───── Excerpt provided

GT
Intro.
#1
1.
Game theory is the study of the ways in which strategic
interactions among rational players produce outcomes
with respect to the preferences (or utilities) of those
players, none of which might have been intended by any of them.
2.
Interaction:
If all agents have optimal actions regardless of what the others do, we can
model this without appeal to game theory; otherwise, we need it.
3.
Rationality:
We assume that players can (i) assess outcomes; (ii) calculate paths to
outcomes; and (iii) choose actions that yield their most-preferred outcomes,
given the actions of the other players.
4.
`Rational’
does not mean anything else. In
particular, it doesn’t mean: (i) moral; (ii) sensible; (iii) self-conscious
about one’s plans and reasons.
5.
An
agent is any rational entity. So the
following are all examples of agents: (i) a (sane) person; (ii) a firm; (iii) a
non-human animal; (iv) a plant; (v) a labour union; (vi) a brain cell … and
many others. Examples of non-agents: rocks, cars, buildings, planets, houses.
6.
Preferences
are agents’ rankings of possible states of the world. Sometimes agents know
their own preferences. Often they never think about them; they just reveal them in the choices they make.
(How do we know lions prefer catching zebras to going hungry?)
GT
Intro.
#2
The mathematical theory of games was invented by
John von Neumann and Oskar Morgenstern (1944). Initially, it could only be
applied to zero-sum situations –
cases where one agent’s gain is exactly another’s loss. Interesting economic situations
aren’t like this. Thanks to work by two generations of pioneers (Nash, Selten,
Aumann, Harsanyi, Maynard Smith), by the late 1970s game theory had been
developed to the point where it became the main mathematical technology in
economics.
Why
is game theory so important? Without it, one can study only two types of
markets:
(1)
Single-agent
markets, such as monopolistic ones. Here, there is no interaction.
(2)
Perfectly
competitive (or general-equilibrium) markets. Here, there are so many players
that no single agent’s strategy can influence the outcome. Interaction is thus
irrelevant.
This
is fine for analysis of commodity markets – and not much else. This is why game
theory is sweeping economics.
Other
fields of application:
-
Politics.
Most electoral and administrative strategies pursued by politicians would be
incomprehensible without game-theoretic insight.
-
Behavioral
sciences. Dynamic, or `evolutionary’ game theory is now the foundation for all of the so-called `behavioural’
(i.e., social, psychological and biological) sciences.

──────────

◆ Problems and tasks ◆
- a) Please summarize the game theory notes in two sentences.
- b) According to the game theory notes, who invented the mathematical theory of games?
- c) In the game theory notes, condense the paragraph beginning "The mathematical theory of games was invented by" into a shorter version that keeps its main facts.
The listing that comes next is drawn from a separate source.

───── Data extract

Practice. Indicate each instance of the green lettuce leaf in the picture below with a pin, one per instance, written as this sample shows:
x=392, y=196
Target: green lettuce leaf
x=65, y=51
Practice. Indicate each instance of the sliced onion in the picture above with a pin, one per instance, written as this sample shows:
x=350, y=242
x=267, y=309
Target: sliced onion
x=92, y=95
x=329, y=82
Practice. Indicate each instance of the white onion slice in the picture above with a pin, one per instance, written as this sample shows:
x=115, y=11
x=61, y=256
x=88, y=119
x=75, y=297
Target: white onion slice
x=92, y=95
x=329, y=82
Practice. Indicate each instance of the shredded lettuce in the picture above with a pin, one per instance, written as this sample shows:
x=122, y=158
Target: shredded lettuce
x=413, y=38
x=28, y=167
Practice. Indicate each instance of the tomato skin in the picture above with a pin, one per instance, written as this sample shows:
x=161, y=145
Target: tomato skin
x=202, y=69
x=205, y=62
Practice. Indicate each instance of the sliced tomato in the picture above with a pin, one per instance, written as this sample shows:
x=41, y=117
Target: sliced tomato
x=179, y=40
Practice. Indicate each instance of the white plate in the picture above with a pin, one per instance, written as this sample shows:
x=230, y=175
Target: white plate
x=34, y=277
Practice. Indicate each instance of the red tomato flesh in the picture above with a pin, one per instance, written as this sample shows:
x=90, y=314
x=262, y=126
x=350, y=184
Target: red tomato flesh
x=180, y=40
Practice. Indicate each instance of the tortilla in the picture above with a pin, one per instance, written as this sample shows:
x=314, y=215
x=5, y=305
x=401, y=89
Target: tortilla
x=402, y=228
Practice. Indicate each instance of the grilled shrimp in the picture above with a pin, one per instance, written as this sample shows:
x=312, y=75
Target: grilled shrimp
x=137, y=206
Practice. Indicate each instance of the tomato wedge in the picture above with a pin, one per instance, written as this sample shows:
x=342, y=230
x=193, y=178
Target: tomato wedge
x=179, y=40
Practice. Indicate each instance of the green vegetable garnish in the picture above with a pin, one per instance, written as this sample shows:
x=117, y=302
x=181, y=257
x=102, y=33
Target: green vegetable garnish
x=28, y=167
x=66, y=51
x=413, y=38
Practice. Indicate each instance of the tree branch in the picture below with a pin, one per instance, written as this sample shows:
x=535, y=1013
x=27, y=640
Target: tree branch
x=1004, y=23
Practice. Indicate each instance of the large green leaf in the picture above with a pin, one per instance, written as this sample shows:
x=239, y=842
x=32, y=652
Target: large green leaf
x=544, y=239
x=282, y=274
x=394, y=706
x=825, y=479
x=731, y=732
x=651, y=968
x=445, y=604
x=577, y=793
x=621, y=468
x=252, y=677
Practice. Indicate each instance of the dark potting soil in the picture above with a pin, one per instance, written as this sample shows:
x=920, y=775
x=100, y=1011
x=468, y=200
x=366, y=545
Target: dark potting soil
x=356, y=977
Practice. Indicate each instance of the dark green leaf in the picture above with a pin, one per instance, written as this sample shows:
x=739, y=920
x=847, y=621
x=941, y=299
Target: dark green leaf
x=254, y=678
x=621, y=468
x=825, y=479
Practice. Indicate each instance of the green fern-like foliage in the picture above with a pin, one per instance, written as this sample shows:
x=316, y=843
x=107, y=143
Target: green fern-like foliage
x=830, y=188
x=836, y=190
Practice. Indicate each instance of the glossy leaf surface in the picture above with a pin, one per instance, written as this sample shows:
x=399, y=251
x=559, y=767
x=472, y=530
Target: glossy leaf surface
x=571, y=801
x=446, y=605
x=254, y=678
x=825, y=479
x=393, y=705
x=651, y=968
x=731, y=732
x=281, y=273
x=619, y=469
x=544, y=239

──────────

◆ Per-task answers ◆
- a) Game theory studies how strategic interactions among rational players produce outcomes with respect to their preferences, outcomes that none of them may have intended. Invented by John von Neumann and Oskar Morgenstern in 1944 and at first applicable only to zero-sum situations, it had become the main mathematical technology in economics by the late 1970s, and it is also applied in politics and the behavioral sciences.

- b) John von Neumann and Oskar Morgenstern, in 1944.

- c) John von Neumann and Oskar Morgenstern invented the mathematical theory of games in 1944. It first applied only to zero-sum situations, where one agent's gain is exactly another's loss, and interesting economic situations are not like that. Work by two generations of pioneers (Nash, Selten, Aumann, Harsanyi, Maynard Smith) made game theory the main mathematical technology in economics by the late 1970s.